Le référentiel du bien-être territorial s’inspire des travaux réalisés en 2012 par le Conseil de Développement de Lille Métropole autour du schéma de l’habiter. La société civile organisée voulait alors interpeller les élus métropolitains sur la nécessité de mobiliser des compétences en transversalité pour répondre aux enjeux du logement. Pour ce faire, ils ont remis « l’habitant » au cœur des notions « d’habiter » à travers une approche sensible.

Sur cette base, l’Agence et les partenaires du groupe projet ont enrichi et décliné les déterminants à partir de leur propre expérience du territoire, et de la littérature scientifique.

Le référentiel structure les déterminants du bien-être territorial en trois types de leviers :

  • Vivre dans un territoire, c’est avoir des liens d’attache plus ou moins forts à ce territoire, qui se nourrissent de l’expérience et des représentations ;
  • Vivre dans un territoire, c’est vivre dans une communauté de vie, entretenir des relations sociales, participer à la vie en société ;
  • Vivre dans un territoire, c’est s’y loger, s’y déplacer, y travailler, y étudier, y entreprendre, y pratiquer des activités, en lien avec les équipements et aménités que propose le territoire, leur qualité et leur accessibilité.
@ADULM - Stéphanie Demeyère

Les clés de lecture du référentiel

Le référentiel du bien-être territorial propose une « base commune » d’analyse à l’échelle d’un territoire de vie. Pour autant, la pertinence et la qualification des dimensions recensées peuvent varier selon :

  • la situation et le parcours de vie des personnes ;
  • les territoires de vie et leur imbrication ;

Par ailleurs, dans un contexte de nécessaire évolution vers de nouveaux modèles de société plus respectueux de l’ensemble du vivant, le référentiel se doit prendre en compte :

  • les enjeux environnementaux.

1) La situation et le parcours de vie des personnes

Le bien-être territorial n'est pas appréhendé de la même façon par tous les habitants, qui ont des profils variés : leur situation actuelle (âge, point d’ancrage sur le territoire, situation familiale, sociale et économique, etc.) comme leur parcours de vie (bagage socio-culturel, mobilités, expériences) ont une influence sur leurs aspirations, et donc sur l’expression de leurs besoins.

@ADULM - Stéphanie Demeyère

2) Les territoires de vie et leur imbrication

Le référentiel a été conçu pour être utilisé sur un territoire de vie. Par définition, le périmètre des territoires de vie varie d’une personne à une autre majoritairement selon leur lieu de vie, de travail, de loisirs et leur réseau social.

Les déterminants identifiés comme contribuant prioritairement au bien-être territorial ne seront pas systématiquement les mêmes selon l’échelle d’appréhension (un quartier, une commune, un bassin de vie). Nous pouvons imaginer qu’à l’échelle d’un quartier, les questions de logement, d’espaces publics, de lieux de vie et de rencontre soient prépondérantes. Pour autant, il est intéressant d’inclure également les dimensions de loisirs et de travail même si elles se situent hors du quartier, pour appréhender les enjeux de mobilités et de temps de vie par exemple.

Données présentées:

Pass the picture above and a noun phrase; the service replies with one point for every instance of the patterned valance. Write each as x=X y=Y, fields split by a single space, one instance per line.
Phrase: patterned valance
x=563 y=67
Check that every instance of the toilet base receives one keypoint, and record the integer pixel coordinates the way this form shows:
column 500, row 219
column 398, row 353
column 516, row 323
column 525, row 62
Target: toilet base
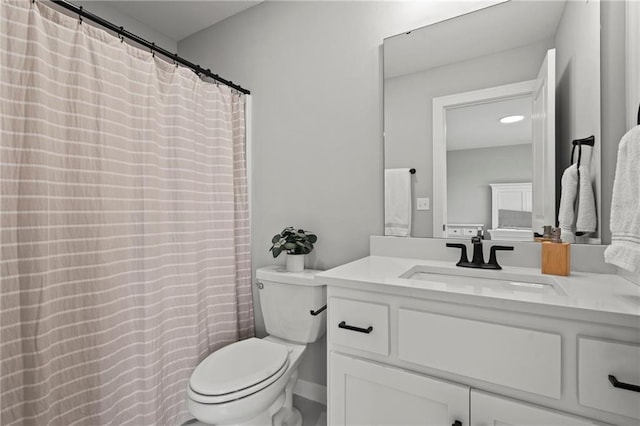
column 284, row 417
column 288, row 417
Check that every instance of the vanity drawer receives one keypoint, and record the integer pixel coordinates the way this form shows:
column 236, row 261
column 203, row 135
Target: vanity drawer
column 519, row 358
column 597, row 360
column 359, row 325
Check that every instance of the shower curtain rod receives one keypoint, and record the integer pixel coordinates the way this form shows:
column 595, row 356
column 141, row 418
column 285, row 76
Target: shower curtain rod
column 79, row 10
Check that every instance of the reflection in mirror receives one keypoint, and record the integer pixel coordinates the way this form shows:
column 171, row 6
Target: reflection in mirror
column 484, row 157
column 498, row 46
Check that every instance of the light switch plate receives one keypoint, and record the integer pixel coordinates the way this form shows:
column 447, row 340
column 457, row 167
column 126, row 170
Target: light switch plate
column 422, row 203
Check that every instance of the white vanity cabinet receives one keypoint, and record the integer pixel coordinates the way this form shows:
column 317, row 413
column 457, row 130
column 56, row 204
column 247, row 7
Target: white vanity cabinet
column 405, row 359
column 494, row 410
column 373, row 394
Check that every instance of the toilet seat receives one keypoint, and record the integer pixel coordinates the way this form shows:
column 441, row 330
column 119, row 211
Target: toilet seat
column 238, row 370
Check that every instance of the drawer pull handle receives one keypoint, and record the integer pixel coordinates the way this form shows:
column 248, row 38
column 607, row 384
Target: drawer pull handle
column 314, row 313
column 358, row 329
column 622, row 385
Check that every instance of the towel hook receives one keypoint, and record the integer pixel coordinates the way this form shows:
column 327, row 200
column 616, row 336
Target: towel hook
column 589, row 141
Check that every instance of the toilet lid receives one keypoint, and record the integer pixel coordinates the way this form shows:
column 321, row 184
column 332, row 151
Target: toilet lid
column 238, row 366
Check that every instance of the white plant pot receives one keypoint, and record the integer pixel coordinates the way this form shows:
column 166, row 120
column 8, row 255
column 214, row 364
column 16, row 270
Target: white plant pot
column 295, row 262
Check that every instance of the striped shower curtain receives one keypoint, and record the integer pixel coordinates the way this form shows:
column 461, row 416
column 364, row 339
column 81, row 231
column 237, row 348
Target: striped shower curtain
column 124, row 225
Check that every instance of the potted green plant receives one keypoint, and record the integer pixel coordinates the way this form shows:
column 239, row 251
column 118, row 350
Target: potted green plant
column 296, row 243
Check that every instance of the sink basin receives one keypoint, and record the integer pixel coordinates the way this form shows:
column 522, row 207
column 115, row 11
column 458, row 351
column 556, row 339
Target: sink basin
column 484, row 281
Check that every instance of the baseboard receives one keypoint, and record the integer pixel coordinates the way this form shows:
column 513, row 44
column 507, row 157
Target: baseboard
column 312, row 391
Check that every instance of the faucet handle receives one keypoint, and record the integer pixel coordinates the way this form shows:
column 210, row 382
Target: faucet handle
column 463, row 252
column 493, row 261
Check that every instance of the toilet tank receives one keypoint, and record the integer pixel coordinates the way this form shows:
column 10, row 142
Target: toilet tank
column 287, row 299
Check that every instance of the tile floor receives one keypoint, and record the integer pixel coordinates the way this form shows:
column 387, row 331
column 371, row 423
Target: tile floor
column 313, row 413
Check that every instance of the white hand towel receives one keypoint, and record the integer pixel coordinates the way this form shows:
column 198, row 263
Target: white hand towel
column 568, row 194
column 624, row 250
column 397, row 202
column 587, row 220
column 577, row 199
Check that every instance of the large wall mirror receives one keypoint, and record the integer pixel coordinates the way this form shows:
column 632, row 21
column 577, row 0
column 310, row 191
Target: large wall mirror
column 447, row 86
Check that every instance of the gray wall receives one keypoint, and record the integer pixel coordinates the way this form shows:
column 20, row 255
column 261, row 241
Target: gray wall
column 578, row 91
column 408, row 110
column 469, row 173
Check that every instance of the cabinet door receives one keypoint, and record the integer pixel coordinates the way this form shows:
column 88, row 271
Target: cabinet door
column 367, row 393
column 487, row 409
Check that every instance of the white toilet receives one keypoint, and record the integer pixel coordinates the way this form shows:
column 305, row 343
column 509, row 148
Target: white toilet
column 251, row 382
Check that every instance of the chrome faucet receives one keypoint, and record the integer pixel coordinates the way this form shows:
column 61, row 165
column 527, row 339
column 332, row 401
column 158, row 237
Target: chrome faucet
column 477, row 261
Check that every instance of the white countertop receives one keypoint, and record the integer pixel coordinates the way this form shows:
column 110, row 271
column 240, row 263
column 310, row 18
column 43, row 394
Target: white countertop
column 603, row 298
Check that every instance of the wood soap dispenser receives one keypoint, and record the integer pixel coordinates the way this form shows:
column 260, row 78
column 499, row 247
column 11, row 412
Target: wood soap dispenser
column 556, row 256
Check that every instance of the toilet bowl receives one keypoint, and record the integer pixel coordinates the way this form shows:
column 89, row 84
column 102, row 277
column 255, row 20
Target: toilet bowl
column 251, row 382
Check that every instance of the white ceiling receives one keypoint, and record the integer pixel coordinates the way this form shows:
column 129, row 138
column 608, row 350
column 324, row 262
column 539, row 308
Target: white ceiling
column 178, row 19
column 490, row 30
column 478, row 125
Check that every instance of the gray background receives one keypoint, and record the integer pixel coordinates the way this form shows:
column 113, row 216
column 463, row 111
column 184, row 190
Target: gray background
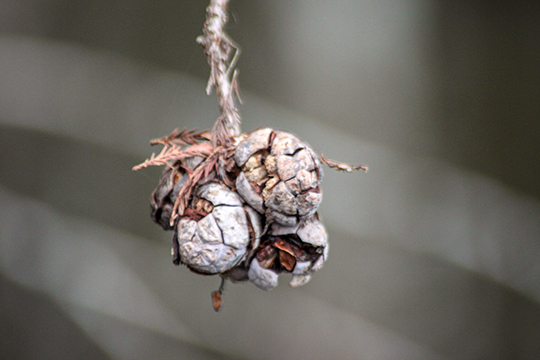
column 434, row 253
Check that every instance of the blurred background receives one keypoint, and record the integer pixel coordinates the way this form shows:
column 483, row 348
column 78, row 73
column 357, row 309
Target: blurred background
column 434, row 252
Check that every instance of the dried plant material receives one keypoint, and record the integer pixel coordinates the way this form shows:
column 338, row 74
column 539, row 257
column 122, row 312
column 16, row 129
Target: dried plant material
column 342, row 166
column 216, row 300
column 218, row 241
column 241, row 206
column 219, row 49
column 280, row 176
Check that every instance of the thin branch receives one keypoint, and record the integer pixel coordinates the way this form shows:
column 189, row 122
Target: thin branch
column 218, row 48
column 342, row 166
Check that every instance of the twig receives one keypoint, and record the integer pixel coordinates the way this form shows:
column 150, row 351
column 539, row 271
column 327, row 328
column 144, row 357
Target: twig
column 342, row 166
column 218, row 48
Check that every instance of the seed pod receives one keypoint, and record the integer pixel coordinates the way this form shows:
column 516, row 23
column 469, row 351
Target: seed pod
column 280, row 176
column 214, row 232
column 299, row 250
column 164, row 196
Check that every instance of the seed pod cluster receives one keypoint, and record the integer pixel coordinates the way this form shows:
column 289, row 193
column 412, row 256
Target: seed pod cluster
column 280, row 176
column 246, row 211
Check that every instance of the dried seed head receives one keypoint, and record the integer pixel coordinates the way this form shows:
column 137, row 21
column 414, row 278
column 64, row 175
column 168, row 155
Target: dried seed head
column 164, row 196
column 263, row 278
column 280, row 176
column 214, row 232
column 299, row 250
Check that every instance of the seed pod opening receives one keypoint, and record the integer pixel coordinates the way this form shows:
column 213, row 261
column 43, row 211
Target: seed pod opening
column 299, row 250
column 213, row 234
column 279, row 176
column 164, row 196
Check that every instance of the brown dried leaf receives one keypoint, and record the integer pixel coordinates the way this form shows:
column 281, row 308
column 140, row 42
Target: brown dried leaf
column 342, row 166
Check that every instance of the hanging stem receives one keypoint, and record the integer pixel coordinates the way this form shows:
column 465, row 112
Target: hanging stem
column 219, row 49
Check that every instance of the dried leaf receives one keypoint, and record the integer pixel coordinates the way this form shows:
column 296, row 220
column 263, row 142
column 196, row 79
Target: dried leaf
column 287, row 260
column 342, row 166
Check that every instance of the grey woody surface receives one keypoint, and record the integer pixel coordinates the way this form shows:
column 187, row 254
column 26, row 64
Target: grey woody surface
column 427, row 260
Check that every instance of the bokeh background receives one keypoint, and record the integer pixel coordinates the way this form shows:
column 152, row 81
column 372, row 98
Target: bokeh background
column 434, row 253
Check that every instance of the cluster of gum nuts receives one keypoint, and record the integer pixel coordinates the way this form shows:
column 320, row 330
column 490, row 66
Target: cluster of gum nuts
column 265, row 225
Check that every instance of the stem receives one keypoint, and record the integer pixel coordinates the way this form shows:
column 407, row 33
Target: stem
column 218, row 48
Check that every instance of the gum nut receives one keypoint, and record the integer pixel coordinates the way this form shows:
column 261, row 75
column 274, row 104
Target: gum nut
column 255, row 176
column 255, row 220
column 186, row 230
column 294, row 186
column 318, row 264
column 209, row 230
column 281, row 218
column 244, row 188
column 278, row 229
column 313, row 232
column 281, row 200
column 325, row 252
column 287, row 167
column 257, row 140
column 238, row 273
column 262, row 278
column 219, row 195
column 253, row 162
column 305, row 159
column 304, row 179
column 299, row 280
column 308, row 203
column 164, row 217
column 208, row 258
column 285, row 143
column 302, row 268
column 178, row 186
column 233, row 224
column 270, row 164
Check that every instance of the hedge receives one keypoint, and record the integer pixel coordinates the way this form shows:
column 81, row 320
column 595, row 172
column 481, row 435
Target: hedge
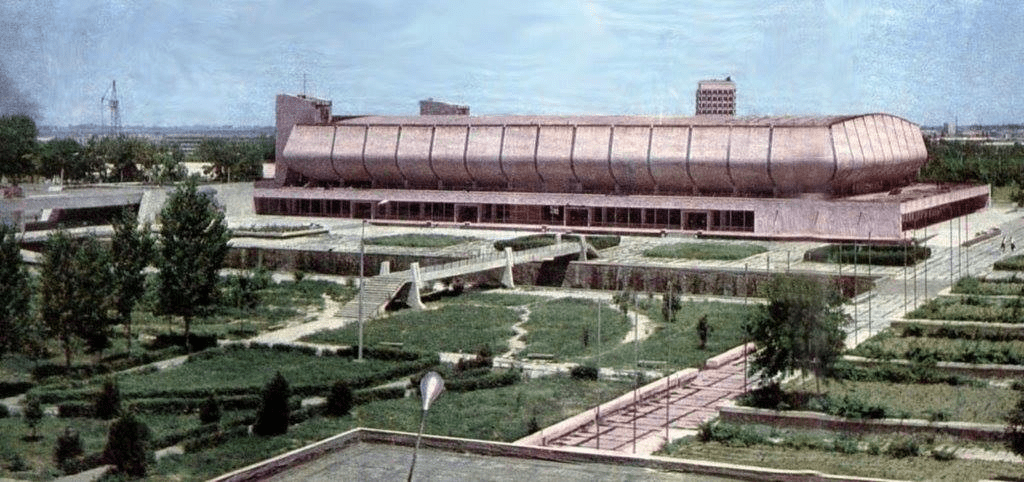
column 10, row 389
column 868, row 254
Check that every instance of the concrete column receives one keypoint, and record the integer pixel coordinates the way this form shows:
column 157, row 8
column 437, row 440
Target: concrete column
column 507, row 280
column 414, row 291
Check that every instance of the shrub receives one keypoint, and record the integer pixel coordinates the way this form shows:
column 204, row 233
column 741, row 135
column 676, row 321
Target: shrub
column 68, row 450
column 339, row 401
column 10, row 389
column 902, row 448
column 584, row 373
column 944, row 454
column 33, row 413
column 127, row 445
column 108, row 402
column 273, row 412
column 209, row 411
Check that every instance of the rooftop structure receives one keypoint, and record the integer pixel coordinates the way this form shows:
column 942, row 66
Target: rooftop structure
column 435, row 107
column 716, row 97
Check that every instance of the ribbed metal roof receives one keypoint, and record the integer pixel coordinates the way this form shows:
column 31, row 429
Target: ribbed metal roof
column 750, row 121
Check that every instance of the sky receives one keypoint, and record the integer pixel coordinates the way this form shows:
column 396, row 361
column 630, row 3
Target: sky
column 221, row 62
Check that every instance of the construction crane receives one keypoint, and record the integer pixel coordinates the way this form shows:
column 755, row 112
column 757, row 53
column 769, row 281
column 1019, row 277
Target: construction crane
column 110, row 101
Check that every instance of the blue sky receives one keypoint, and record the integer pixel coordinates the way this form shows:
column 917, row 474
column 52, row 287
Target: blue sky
column 221, row 62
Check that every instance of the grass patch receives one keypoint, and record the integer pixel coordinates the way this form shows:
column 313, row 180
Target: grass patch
column 677, row 343
column 1013, row 263
column 859, row 465
column 941, row 349
column 705, row 251
column 567, row 327
column 963, row 403
column 971, row 308
column 868, row 254
column 503, row 413
column 419, row 241
column 250, row 367
column 475, row 325
column 983, row 287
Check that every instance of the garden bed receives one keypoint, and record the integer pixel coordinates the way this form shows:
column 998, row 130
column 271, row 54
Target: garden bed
column 869, row 254
column 705, row 251
column 972, row 308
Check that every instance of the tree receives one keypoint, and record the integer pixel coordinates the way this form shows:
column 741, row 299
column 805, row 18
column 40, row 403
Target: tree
column 33, row 414
column 67, row 158
column 127, row 446
column 108, row 403
column 273, row 412
column 17, row 145
column 232, row 160
column 800, row 329
column 131, row 250
column 75, row 282
column 1015, row 427
column 339, row 401
column 671, row 303
column 14, row 292
column 68, row 450
column 193, row 245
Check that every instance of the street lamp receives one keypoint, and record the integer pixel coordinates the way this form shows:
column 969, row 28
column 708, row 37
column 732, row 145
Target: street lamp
column 363, row 249
column 431, row 387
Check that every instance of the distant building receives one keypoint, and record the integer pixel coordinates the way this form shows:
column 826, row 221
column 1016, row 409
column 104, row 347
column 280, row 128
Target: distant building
column 949, row 129
column 434, row 107
column 716, row 97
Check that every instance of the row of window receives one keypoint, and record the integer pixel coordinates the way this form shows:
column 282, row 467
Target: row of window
column 514, row 214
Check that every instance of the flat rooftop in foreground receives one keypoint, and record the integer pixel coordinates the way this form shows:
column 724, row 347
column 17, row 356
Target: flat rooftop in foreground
column 378, row 454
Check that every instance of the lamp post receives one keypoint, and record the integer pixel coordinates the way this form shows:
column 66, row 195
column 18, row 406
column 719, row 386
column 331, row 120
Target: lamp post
column 431, row 387
column 363, row 235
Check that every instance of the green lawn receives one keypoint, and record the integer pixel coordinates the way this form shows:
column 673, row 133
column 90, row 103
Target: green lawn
column 502, row 413
column 567, row 327
column 705, row 251
column 963, row 403
column 250, row 367
column 859, row 465
column 976, row 286
column 677, row 342
column 441, row 327
column 971, row 308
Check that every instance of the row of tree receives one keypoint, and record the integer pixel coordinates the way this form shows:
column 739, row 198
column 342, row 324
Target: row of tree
column 84, row 289
column 121, row 159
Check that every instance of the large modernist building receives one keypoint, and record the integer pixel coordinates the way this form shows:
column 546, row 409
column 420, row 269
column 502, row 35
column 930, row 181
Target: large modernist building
column 829, row 177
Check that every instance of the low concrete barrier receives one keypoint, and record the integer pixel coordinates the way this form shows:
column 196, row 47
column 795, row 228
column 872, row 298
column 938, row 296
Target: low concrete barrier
column 813, row 420
column 280, row 464
column 540, row 438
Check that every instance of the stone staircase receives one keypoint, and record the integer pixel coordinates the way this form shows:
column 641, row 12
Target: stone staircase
column 377, row 292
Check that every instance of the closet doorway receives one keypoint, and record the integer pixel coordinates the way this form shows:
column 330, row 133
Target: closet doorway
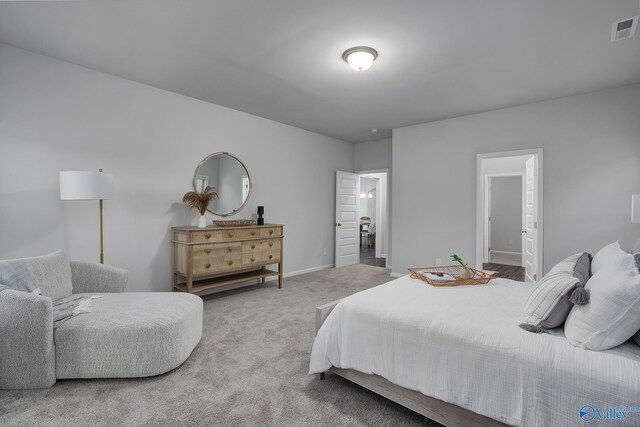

Énoncé:
Réécrivez le passage de l’extrait à lire qui va de « 2) Les territoires » à « leur réseau social. », en remplaçant « périmètre » par « contour ».

Bonne réponse:
2) Les territoires de vie et leur imbrication

Le référentiel a été conçu pour être utilisé sur un territoire de vie. Par définition, le contour des territoires de vie varie d’une personne à une autre majoritairement selon leur lieu de vie, de travail, de loisirs et leur réseau social.